> _Work item 1_: In the article about Martin Feldstein's view of the middle class, under which president did Feldstein chair the Council of Economic Advisers?
> _Work item 2_: Please pick up the article about Martin Feldstein's view of the middle class and continue it from its final sentence.

> _Exercise passage_:

^^^^^^^^

Tags: Feldstein | middle | class | better

Feldstein: It's OK, Middle Class Is Doing Much Better Than You Think

By    |   Monday, 03 August 2015 06:00 AM

Boosting the middle class currently occupies much of the attention of U.S. politicians and economic policymakers. But some of that focus is misplaced, says Harvard economist Martin Feldstein.

"The middle class has been doing much better than the statistical pessimists assert," he writes on Project Syndicate. "And with better policies, these households can do even better in the future."

Take average household income figures. Some Census Department data back up the idea that income has barely risen, if at all, in recent decades, says Feldstein, who chaired the Council of Economic Advisers under President Reagan.

"But more accurate government statistics imply that the real incomes of those at the middle of the income distribution have increased about 50 percent since 1980," he says. "And a more appropriate adjustment for changes in the cost of living implies a substantially greater gain."

^^^^^^^^

> _Study material_:
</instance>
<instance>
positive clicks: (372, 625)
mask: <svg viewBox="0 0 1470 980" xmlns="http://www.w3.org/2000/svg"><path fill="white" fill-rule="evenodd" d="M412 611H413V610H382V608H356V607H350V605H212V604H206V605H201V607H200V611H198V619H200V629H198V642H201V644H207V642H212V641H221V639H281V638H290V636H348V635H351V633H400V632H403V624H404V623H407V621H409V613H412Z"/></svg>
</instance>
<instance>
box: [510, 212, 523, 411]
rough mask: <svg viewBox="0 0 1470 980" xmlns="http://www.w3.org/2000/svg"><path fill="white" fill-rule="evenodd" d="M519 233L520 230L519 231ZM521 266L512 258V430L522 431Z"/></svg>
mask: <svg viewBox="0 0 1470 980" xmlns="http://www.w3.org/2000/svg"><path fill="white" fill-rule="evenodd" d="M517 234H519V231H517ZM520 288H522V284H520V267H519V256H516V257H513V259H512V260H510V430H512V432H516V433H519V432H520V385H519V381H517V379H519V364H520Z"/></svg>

^^^^^^^^

> _Answer section 1_: President Reagan

> _Answer section 2_:
That would put the increase of household income at almost 2.5 percent annually over the last 30 years.

Improving existing government programs can lead to even more progress for the middle class, Feldstein says. That includes expanding market-relevant training and tax reform to boost productivity and wages.

John Tamny, political economy editor at Forbes, also thinks the emphasis on the middle class is overdone. Writing on Forbes.com, he takes presidential candidates Jeb Bush and Hillary Clinton to task for trying to build their campaigns on boosting that hallowed demographic.

"While they’re not terribly similar in terms of policies, each has chosen to pander to an apparently easy to gull middle class," Tamny states

So what should the two candidates do?

"Were both Clinton and Bush more economically attuned, and perhaps a bit more honest, they would correctly say that the best and only way to achieve their goals would be to substantially reduce the tax burden foisted on the rich and big corporations alike," Tamny maintains.

"Nothing could be simpler, yet each candidate seems rather eager to not be seen as too cozy with the successful. That’s odd, and not just when we consider the net worth of Clinton and Bush, along with those donating to Clinton and Bush."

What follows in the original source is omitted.